EXTRACTED TEXT:

We're asked to find a solution to r**3 = 3 (mod 10**k). We want to find an exponent e for which the map x -> x**e is inverse to cubing x -> x**3 working mod 10**k, just as the decryption and encryption exponents in RSA cancel to produce the original value. This means that (x**3)**e = x (mod 10**k) for all x. (We'll assume throughout that gcd(x,10) = 1.) Then, we can recover r by inverting the cubing to get r = 3**e (mod 10**k).

Expanding out (r**3)**e = r (mod 10**k), we get

r**(3*e-1) = 1 (mod 10**k)

We're looking for an exponent 3*e-1 that guarantees that multiplying that many copies gives us 1.

INSTRUCTION A: Copy out the part of the listing that begins with the line containing "Mark one point on each instance of the anther" and runs to the end of the listing, including both the first and last lines.

ENTRIES:
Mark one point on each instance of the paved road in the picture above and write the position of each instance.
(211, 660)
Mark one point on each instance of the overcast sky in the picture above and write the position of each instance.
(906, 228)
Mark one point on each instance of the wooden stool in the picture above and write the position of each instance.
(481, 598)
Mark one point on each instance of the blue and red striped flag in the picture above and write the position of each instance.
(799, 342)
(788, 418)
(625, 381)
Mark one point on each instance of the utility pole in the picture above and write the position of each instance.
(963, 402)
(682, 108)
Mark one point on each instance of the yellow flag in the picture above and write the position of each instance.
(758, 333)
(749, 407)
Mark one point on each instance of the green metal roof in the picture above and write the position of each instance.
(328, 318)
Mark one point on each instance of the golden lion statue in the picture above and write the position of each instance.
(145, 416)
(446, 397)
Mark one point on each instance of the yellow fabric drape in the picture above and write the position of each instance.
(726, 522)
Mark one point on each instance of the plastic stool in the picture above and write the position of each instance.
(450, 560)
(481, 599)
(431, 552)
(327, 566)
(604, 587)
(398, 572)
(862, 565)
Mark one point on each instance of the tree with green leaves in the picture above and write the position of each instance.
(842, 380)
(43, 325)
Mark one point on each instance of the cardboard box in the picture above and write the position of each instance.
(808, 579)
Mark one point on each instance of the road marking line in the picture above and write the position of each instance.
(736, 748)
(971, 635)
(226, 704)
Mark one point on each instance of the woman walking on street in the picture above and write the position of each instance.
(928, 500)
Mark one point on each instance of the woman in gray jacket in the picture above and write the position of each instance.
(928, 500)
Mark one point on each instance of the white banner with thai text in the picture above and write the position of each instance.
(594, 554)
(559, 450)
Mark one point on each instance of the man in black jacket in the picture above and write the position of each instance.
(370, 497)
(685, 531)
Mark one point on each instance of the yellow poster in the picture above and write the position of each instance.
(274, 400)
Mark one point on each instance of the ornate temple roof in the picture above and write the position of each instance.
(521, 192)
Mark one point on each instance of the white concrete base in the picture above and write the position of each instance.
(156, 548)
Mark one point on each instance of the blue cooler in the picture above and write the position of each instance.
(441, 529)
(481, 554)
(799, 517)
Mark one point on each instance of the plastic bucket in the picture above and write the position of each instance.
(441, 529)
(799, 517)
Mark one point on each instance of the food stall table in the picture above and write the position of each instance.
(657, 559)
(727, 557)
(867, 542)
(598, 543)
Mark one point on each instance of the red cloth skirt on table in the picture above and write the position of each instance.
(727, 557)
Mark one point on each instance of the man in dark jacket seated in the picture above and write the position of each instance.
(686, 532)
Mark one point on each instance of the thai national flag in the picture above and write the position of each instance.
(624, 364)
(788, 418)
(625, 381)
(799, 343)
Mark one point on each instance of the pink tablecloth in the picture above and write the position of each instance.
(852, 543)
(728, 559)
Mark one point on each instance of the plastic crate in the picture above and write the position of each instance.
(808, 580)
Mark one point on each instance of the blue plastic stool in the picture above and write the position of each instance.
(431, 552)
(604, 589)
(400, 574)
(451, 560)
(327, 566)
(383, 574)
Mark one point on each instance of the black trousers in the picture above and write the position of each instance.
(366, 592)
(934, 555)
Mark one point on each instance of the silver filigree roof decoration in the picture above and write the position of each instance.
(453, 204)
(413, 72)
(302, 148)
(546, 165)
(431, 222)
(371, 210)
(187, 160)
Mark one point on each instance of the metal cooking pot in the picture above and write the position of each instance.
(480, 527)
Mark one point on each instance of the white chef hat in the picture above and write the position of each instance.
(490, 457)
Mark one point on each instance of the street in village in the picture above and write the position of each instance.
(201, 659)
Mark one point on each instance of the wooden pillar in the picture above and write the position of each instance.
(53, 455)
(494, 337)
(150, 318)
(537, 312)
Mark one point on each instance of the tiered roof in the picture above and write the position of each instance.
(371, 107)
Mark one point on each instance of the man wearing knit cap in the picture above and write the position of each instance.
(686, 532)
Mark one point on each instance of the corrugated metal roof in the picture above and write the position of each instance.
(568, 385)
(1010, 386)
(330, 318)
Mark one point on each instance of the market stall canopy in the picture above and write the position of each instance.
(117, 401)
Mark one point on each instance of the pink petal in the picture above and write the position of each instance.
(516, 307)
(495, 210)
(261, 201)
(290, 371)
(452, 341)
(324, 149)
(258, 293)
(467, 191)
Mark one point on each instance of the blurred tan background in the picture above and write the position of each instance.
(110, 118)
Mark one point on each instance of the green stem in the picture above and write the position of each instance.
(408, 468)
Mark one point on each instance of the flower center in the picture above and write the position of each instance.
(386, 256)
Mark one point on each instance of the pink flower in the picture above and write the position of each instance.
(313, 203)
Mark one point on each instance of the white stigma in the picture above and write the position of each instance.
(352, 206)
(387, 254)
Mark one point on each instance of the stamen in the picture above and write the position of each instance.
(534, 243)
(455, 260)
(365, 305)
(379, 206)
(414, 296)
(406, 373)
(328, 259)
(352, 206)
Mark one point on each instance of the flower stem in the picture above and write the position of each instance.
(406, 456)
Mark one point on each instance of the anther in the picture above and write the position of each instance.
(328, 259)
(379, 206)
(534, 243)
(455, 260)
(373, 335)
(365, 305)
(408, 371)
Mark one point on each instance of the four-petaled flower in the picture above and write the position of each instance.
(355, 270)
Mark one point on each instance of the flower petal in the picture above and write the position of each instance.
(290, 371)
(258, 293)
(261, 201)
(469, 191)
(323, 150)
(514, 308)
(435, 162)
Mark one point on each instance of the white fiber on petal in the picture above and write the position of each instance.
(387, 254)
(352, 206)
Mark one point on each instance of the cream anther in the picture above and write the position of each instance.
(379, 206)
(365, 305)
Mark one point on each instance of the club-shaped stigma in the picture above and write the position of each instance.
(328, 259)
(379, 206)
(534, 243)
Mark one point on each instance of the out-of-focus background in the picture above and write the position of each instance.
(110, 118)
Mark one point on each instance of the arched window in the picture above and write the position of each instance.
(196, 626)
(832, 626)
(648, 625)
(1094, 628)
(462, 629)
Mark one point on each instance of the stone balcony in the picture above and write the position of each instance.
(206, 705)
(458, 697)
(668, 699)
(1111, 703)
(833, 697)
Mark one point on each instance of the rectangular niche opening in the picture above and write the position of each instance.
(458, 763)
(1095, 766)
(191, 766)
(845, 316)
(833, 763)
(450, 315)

INSTRUCTION B: In the modular arithmetic excerpt, what assumption about x holds throughout?

ANSWER A:
Mark one point on each instance of the anther in the picture above and write the position of each instance.
(328, 259)
(379, 206)
(534, 243)
(455, 260)
(373, 335)
(365, 305)
(408, 371)
Mark one point on each instance of the four-petaled flower in the picture above and write the position of each instance.
(355, 270)
Mark one point on each instance of the flower petal in the picture above and write the position of each instance.
(290, 371)
(258, 293)
(261, 201)
(469, 191)
(323, 150)
(514, 308)
(435, 162)
Mark one point on each instance of the white fiber on petal in the picture above and write the position of each instance.
(387, 254)
(352, 206)
Mark one point on each instance of the cream anther in the picture above and write the position of each instance.
(379, 206)
(365, 305)
Mark one point on each instance of the club-shaped stigma in the picture above and write the position of each instance.
(328, 259)
(379, 206)
(534, 243)
Mark one point on each instance of the out-of-focus background in the picture above and write the position of each instance.
(110, 118)
Mark one point on each instance of the arched window in the picture above and write the position of each instance.
(196, 626)
(832, 626)
(648, 625)
(1094, 628)
(462, 629)
Mark one point on each instance of the stone balcony in the picture above and write the position of each instance.
(206, 705)
(458, 697)
(668, 699)
(1111, 703)
(833, 697)
Mark one point on each instance of the rectangular niche opening in the picture above and write the position of each instance.
(458, 763)
(1095, 766)
(191, 766)
(845, 316)
(833, 763)
(450, 315)

ANSWER B: That gcd(x,10) = 1.